**Work instructions:**
a - Reproduce the musculoskeletal ultrasound passage from "Musculoskeletal ultrasound uses" up to and including "invasive exploratory surgery.".
b - According to the musculoskeletal ultrasound passage, why are ultrasounds performed in darkened rooms?
c - Continue the musculoskeletal ultrasound passage from its final sentence.

**Document text:**
Musculoskeletal ultrasound uses sound waves to painlessly obtain images of the soft tissue comprising the musculoskeletal system, including ligaments, tendons, muscles and cartilage, and to gain an understanding of joint symptoms and disorders without the need for invasive exploratory surgery.
Ultrasounds are performed in darkened rooms to make it easier for the technician to view the images on a monitor as the images are being made. In most cases, you'll lie down on an exam table and a gel will be applied to the skin over the area to be imaged. A handheld device called a transducer will be moved over your skin's surface, emitting the sound waves painlessly through your skin to gather images. The transducer is connected to the ultrasound machine and monitor, enabling the technician to view the images as they're being produced. At some points during your exam, the transducer may be pressed firmly into your skin, and you may have some momentary minor discomfort, especially if the area is inflamed. Depending on what part of your body is being evaluated, you may be asked to hold your breath or to move into different positions so the transducer can obtain images from different angles. Most ultrasounds take no more than a half hour to perform, and you can return to your regular activities as soon as your exam is complete.

**Input data:**
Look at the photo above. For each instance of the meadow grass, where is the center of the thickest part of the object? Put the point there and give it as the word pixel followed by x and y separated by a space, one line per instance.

**Task-by-task answers:**
a -
Musculoskeletal ultrasound uses sound waves to painlessly obtain images of the soft tissue comprising the musculoskeletal system, including ligaments, tendons, muscles and cartilage, and to gain an understanding of joint symptoms and disorders without the need for invasive exploratory surgery.

b - To make it easier for the technician to view the images on a monitor as they are being made.

c -
No; in fact, ultrasounds are among the safest types of imaging procedures. Ultrasounds use no x-rays or ionizing radiation, instead relying on sound waves that “bounce off” internal structures and tissues, sending signals that can be interpreted by special computer software to create detailed images of organs, tissues and processes inside your body. Ultrasounds are so safe, they're routinely used on pregnant women to monitor the development of the fetus.